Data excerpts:

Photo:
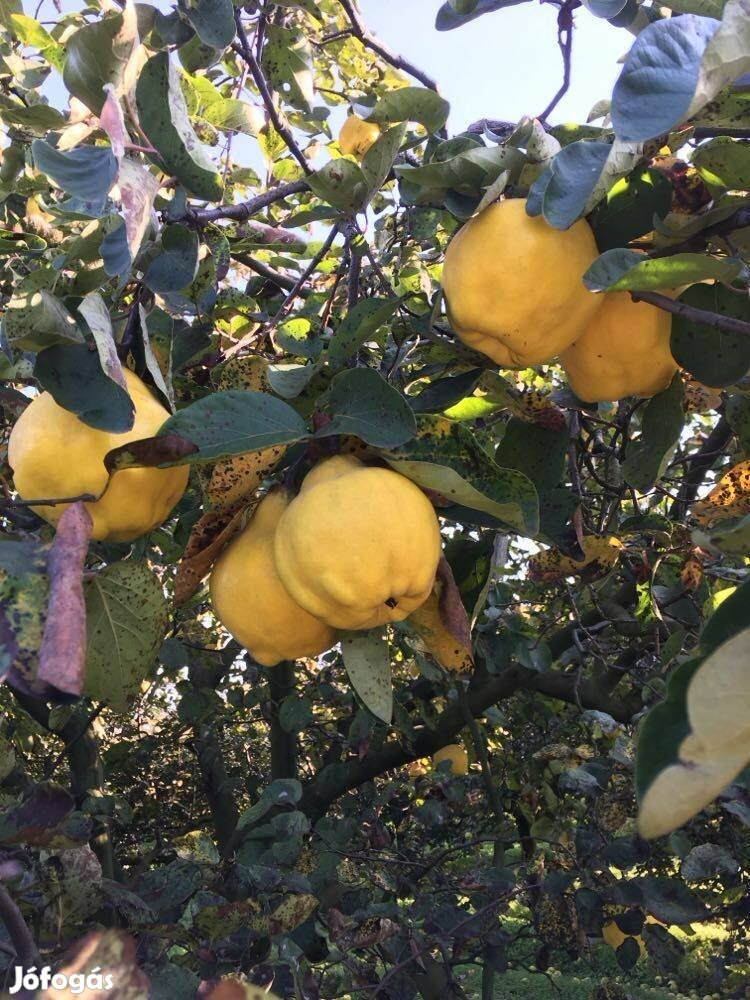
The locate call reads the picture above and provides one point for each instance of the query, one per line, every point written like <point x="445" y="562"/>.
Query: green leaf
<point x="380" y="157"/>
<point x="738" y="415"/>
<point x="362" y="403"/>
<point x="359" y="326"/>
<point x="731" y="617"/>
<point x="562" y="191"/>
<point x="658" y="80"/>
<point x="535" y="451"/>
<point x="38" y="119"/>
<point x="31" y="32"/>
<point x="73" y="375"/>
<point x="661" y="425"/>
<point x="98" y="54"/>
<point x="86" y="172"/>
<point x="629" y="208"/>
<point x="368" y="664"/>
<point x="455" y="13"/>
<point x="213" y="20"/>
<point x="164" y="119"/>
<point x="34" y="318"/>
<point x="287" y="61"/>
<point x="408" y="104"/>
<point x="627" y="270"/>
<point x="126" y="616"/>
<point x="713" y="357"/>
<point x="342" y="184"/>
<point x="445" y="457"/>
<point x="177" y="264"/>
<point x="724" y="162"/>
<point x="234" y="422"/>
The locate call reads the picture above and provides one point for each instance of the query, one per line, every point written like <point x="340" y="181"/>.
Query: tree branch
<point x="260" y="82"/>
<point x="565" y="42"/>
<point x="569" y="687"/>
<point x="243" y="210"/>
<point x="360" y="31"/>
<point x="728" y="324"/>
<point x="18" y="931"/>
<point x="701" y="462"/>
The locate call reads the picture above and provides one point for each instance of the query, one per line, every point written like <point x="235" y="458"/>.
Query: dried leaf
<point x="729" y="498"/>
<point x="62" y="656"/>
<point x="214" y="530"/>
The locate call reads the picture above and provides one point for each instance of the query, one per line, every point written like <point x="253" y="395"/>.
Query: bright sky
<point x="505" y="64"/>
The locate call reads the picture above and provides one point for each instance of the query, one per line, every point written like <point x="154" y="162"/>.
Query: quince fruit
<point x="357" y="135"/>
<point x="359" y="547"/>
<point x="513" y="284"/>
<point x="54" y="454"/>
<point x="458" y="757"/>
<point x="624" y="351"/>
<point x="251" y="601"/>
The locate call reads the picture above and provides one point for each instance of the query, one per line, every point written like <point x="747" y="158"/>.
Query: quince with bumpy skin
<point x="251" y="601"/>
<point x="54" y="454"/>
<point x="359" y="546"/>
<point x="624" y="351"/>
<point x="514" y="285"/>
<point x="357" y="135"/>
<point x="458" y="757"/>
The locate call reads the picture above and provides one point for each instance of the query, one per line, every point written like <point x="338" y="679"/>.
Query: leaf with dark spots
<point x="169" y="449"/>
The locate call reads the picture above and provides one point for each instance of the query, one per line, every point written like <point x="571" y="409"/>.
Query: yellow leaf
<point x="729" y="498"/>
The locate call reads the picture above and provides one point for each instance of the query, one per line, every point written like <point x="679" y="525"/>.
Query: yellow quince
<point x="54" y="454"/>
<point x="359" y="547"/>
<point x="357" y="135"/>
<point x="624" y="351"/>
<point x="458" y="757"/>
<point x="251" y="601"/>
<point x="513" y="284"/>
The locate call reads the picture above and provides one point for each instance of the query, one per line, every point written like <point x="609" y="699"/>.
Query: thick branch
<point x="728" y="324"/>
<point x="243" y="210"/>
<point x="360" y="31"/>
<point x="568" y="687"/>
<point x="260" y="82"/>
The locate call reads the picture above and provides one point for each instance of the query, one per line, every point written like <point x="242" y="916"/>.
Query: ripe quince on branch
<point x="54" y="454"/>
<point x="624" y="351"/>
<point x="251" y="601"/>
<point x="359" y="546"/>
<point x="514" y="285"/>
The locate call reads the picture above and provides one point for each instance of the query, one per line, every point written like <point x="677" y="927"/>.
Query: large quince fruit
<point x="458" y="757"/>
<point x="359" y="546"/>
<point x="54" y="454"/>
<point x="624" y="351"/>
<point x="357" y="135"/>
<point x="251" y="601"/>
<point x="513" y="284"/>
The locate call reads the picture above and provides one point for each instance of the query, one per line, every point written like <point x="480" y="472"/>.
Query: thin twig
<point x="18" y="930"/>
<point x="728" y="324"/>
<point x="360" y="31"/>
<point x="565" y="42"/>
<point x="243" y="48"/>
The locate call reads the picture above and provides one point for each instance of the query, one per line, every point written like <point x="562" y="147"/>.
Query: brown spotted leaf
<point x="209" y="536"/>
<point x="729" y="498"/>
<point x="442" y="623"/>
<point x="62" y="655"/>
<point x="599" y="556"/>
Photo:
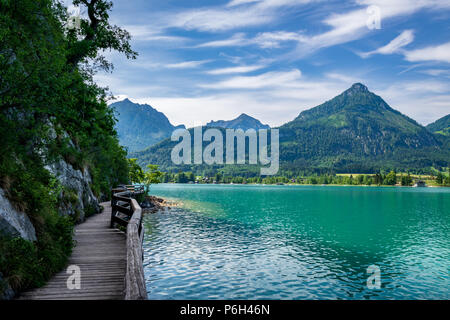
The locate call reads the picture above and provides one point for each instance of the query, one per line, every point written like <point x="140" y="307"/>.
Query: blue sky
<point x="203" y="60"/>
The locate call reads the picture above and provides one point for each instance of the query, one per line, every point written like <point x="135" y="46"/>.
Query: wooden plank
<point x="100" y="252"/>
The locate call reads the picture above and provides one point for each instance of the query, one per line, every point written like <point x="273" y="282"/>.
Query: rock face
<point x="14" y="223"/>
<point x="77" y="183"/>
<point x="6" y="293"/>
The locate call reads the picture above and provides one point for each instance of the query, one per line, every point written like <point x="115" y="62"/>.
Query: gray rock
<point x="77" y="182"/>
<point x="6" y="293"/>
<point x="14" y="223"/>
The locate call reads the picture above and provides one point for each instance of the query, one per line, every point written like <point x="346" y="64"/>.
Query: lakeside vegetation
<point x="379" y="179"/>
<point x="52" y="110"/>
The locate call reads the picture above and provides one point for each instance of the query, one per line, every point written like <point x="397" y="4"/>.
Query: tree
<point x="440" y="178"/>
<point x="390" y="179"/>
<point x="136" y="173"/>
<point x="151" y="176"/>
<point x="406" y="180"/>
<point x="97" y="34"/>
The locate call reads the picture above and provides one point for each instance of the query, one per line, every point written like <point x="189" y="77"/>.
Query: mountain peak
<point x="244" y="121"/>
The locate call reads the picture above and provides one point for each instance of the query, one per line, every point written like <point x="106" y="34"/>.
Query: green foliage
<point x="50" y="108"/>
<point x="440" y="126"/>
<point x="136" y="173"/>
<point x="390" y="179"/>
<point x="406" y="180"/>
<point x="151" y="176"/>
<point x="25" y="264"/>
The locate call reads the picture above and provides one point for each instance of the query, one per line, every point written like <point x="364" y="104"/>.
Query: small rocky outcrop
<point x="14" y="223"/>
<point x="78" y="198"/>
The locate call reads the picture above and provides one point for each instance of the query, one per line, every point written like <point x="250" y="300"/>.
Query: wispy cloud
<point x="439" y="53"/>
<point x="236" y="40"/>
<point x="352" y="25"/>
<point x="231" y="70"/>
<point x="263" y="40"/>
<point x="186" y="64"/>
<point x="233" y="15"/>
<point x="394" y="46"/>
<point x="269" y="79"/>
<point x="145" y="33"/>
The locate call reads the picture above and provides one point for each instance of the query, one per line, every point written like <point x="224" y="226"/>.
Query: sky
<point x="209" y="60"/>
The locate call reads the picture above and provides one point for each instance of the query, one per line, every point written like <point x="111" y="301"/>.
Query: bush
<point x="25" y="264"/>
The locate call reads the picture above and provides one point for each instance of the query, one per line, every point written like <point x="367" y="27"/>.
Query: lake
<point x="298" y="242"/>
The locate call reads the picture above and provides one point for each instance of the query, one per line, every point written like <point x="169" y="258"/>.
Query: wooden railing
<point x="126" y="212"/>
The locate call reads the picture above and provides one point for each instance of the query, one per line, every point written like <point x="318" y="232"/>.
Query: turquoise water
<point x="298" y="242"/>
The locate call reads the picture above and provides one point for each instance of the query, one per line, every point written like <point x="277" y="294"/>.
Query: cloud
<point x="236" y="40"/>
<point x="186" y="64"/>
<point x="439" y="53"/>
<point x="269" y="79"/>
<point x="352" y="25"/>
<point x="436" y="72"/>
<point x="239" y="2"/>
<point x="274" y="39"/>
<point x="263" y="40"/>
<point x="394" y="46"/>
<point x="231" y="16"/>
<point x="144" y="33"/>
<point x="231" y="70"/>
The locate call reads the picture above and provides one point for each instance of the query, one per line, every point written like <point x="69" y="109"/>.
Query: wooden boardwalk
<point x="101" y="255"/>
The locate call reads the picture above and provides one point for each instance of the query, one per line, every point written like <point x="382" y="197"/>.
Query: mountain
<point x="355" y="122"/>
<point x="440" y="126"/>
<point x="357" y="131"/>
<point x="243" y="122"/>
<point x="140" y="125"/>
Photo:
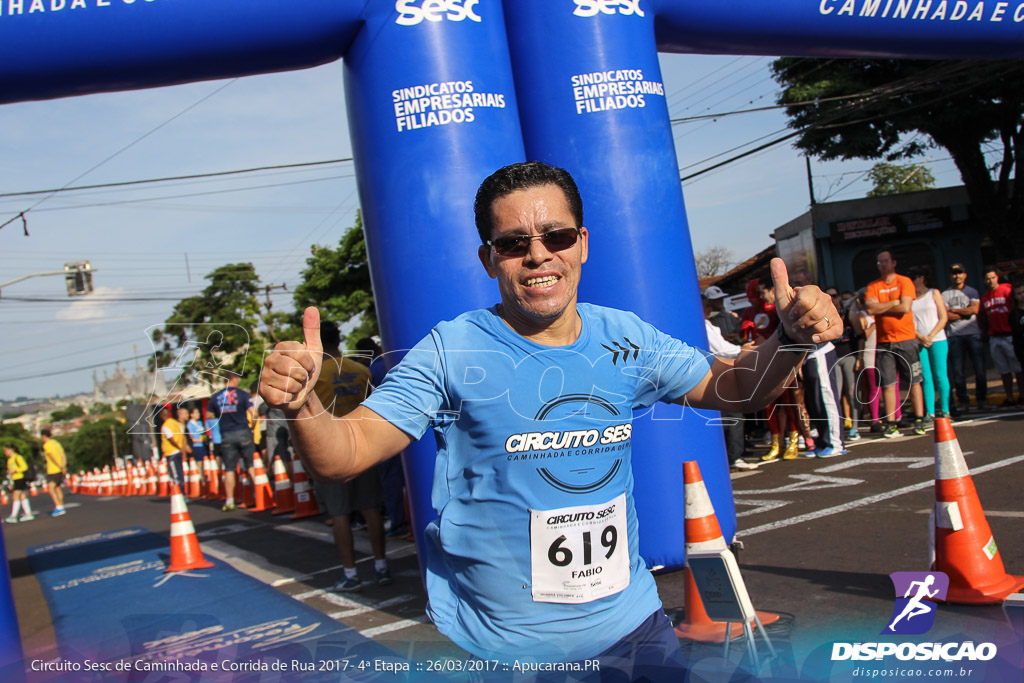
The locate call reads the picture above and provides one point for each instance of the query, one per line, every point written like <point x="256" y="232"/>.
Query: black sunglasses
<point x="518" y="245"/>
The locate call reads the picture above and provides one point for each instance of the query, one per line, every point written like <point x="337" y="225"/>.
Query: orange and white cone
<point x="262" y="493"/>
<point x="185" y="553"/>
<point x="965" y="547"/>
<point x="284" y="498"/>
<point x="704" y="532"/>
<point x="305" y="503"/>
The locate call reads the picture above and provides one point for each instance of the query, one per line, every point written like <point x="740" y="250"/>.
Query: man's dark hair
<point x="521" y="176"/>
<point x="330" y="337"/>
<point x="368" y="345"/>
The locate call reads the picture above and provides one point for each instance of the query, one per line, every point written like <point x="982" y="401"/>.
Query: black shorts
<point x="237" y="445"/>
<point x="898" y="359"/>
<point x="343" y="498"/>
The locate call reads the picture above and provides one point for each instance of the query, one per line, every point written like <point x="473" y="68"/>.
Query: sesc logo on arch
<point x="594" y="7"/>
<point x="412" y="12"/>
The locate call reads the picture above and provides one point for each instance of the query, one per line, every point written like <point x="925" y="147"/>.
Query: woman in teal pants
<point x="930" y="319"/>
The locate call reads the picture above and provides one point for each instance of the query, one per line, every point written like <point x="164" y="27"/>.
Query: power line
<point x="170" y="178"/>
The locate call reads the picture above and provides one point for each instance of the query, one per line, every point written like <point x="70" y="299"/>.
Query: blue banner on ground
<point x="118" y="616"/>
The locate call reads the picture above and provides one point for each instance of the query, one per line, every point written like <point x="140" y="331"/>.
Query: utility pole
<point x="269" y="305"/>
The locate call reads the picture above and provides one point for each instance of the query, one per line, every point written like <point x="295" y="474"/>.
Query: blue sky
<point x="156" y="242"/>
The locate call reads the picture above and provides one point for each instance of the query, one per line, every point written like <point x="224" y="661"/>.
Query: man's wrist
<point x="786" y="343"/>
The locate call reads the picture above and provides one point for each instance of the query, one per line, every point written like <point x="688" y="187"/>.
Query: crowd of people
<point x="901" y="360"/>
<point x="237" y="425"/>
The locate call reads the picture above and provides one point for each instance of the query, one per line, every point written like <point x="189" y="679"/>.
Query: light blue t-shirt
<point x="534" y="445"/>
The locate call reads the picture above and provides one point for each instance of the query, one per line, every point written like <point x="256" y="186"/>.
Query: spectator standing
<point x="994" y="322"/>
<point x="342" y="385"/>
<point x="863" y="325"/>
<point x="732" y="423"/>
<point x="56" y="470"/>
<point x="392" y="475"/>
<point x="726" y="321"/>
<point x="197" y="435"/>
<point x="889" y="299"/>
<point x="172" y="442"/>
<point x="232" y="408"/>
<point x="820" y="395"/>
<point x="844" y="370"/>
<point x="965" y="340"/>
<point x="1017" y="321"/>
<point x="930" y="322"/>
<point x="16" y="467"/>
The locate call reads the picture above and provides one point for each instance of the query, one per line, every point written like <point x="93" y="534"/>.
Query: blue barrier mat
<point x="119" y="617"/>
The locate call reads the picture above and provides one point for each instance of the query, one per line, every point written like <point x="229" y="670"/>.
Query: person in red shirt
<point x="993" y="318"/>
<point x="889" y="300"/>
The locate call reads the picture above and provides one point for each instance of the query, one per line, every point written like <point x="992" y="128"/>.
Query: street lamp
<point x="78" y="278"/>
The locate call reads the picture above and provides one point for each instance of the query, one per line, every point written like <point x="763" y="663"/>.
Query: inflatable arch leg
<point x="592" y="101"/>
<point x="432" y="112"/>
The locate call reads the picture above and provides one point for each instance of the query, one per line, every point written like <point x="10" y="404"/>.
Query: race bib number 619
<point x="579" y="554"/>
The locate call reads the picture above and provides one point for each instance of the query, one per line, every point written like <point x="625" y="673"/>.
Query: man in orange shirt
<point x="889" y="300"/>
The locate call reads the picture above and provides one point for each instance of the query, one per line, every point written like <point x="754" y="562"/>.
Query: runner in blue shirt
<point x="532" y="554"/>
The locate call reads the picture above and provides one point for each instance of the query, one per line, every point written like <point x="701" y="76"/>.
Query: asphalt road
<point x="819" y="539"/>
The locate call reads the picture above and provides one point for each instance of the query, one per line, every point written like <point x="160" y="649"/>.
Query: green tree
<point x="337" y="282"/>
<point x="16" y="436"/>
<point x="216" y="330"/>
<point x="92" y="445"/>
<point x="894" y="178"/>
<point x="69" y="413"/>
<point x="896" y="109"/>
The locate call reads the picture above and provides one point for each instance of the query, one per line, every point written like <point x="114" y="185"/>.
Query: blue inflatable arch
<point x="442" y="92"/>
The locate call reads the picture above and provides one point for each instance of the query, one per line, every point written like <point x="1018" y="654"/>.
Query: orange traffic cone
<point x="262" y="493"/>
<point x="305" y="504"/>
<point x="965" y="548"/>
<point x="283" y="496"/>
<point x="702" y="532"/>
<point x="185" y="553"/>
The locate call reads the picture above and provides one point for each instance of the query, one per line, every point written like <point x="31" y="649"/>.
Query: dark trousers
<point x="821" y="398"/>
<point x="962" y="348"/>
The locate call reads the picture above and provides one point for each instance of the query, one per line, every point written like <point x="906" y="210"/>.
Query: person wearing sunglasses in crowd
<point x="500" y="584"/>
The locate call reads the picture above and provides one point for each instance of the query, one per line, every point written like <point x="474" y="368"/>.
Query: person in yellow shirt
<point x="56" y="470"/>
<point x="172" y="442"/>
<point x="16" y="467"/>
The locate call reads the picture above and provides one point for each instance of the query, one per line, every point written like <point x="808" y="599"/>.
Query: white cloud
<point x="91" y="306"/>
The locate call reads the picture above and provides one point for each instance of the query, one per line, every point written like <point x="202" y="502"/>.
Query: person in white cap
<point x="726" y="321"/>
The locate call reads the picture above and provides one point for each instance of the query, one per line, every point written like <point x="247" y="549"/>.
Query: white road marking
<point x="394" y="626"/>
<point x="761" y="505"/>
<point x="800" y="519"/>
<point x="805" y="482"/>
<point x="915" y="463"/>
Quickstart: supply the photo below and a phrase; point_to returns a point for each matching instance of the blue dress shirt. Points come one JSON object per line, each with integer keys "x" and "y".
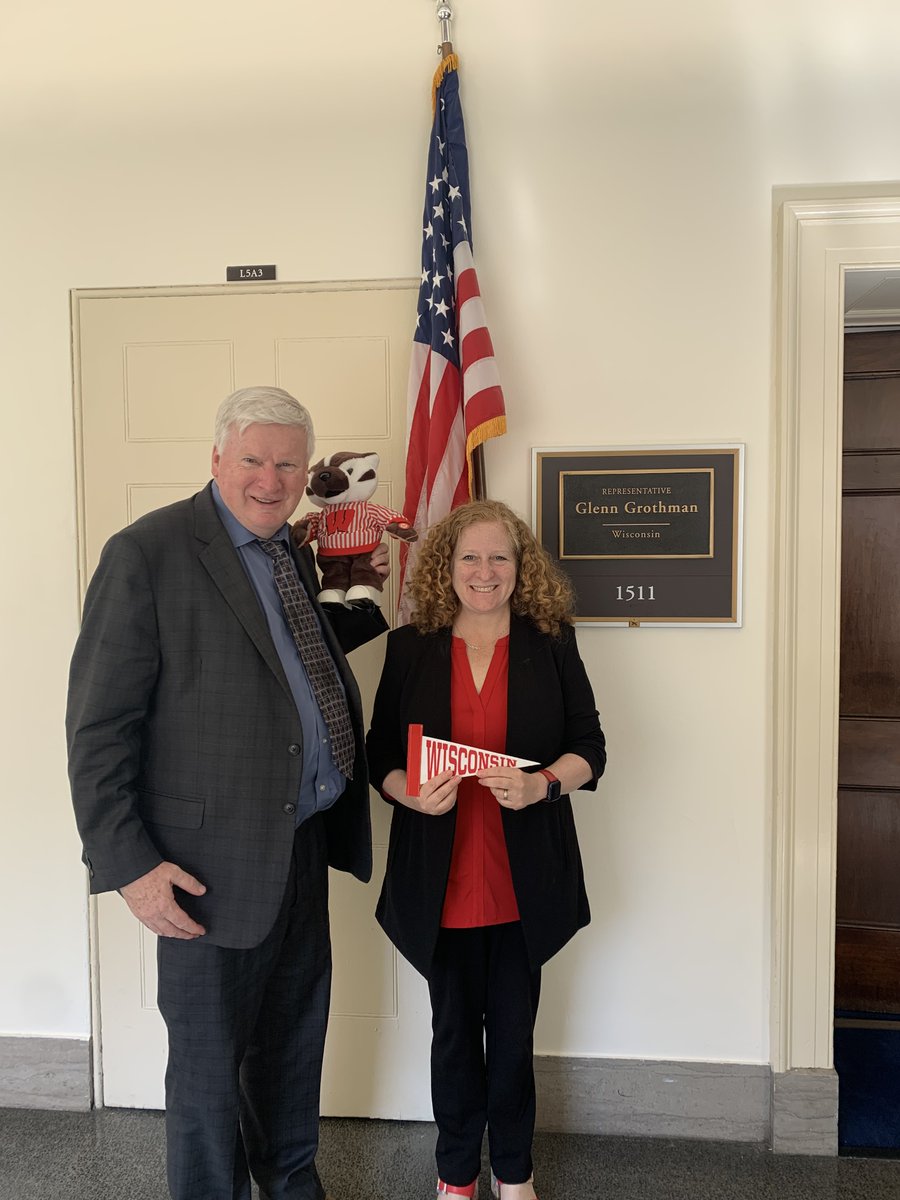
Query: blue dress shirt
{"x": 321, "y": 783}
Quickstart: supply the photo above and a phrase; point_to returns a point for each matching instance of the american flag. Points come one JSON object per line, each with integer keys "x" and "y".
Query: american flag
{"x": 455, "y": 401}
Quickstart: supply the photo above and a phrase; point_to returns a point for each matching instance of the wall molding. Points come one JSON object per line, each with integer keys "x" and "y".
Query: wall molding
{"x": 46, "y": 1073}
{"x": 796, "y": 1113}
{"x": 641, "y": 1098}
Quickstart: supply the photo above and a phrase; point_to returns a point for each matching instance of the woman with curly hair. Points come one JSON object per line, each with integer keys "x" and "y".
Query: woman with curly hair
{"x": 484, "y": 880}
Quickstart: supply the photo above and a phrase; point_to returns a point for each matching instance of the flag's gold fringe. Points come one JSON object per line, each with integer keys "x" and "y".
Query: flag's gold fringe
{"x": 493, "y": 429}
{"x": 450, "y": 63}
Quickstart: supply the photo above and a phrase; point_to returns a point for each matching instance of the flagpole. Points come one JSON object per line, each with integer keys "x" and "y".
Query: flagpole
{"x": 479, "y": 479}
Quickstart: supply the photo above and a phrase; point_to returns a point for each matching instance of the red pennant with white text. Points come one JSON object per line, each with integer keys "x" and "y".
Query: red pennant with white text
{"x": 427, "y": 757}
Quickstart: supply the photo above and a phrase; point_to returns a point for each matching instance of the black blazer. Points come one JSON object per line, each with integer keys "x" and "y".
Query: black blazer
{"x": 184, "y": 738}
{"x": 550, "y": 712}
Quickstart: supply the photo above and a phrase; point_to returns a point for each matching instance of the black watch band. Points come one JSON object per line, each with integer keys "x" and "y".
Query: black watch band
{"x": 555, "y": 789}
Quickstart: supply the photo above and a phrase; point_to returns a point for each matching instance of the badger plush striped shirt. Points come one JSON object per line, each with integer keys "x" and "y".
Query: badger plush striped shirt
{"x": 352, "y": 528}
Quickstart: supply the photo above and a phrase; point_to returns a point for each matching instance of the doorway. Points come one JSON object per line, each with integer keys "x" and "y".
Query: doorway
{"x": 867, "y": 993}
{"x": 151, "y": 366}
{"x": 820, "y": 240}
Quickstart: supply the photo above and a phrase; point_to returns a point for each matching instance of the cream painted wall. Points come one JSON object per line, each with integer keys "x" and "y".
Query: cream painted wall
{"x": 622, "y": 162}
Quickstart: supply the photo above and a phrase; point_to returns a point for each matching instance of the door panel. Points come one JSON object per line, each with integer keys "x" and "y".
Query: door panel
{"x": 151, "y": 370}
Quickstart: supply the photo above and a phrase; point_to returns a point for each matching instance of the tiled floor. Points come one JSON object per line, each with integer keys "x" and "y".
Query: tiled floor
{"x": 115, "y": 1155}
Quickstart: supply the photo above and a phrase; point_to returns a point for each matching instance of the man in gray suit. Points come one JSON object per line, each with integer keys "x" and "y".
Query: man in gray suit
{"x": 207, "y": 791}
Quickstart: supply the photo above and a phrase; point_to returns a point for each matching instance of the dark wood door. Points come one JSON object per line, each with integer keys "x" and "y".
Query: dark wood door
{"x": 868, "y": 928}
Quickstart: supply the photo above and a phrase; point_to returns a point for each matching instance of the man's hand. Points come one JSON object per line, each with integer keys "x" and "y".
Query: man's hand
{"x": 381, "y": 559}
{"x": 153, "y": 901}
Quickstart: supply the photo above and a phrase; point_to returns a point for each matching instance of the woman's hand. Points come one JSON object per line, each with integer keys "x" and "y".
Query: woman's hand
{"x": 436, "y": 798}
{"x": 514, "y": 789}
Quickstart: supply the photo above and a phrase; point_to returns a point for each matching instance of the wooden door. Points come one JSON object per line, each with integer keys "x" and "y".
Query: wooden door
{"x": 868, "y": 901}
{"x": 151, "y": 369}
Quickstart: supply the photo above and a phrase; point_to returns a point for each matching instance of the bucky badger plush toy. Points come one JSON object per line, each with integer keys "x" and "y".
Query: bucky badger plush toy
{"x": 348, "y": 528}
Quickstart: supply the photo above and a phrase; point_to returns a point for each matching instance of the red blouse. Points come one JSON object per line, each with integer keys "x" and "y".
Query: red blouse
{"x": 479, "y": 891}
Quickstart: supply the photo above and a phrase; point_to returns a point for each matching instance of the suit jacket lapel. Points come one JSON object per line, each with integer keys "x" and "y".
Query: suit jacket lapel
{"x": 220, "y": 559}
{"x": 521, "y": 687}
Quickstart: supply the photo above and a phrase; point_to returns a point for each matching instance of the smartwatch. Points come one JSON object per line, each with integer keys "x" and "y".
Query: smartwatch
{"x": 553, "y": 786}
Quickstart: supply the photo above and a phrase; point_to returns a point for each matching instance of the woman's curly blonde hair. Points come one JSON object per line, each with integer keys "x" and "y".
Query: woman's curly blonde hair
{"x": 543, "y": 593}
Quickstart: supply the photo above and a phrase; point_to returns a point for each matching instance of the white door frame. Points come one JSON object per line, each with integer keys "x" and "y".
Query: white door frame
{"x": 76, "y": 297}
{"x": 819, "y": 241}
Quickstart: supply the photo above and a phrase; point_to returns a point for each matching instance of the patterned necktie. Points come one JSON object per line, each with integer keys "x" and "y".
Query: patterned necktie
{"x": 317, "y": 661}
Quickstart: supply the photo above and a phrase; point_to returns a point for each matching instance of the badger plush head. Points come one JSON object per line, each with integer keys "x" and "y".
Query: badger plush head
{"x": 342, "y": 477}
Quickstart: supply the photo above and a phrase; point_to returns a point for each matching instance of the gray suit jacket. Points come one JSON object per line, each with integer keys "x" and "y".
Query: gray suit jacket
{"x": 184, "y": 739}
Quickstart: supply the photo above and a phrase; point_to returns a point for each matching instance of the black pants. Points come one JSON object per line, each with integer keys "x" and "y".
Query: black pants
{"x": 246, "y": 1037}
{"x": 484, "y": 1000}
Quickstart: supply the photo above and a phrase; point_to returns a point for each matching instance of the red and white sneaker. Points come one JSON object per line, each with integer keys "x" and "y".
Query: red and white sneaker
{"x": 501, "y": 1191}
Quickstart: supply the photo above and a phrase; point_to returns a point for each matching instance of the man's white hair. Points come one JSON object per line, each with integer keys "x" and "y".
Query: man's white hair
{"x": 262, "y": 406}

■ Problem statement ■
Look above for the line with "Query: patterned necktie" and the line with "of the gray", and reproduce exactly those two lines plus every line between, nothing more.

■ Your response ■
Query: patterned necktie
{"x": 317, "y": 661}
Quickstart: supply the photo above and a phrase; point_to returns a point for each matching instance of the badger plush head. Points come one JSON object per line, each with integer keys "x" and "y".
Query: badger plush head
{"x": 342, "y": 477}
Quickstart: supply the photo above and a phrase; point_to returns a point for each matching instance of the gray suit jacket. Points come one JSON object per line, each with integer keys "x" and "y".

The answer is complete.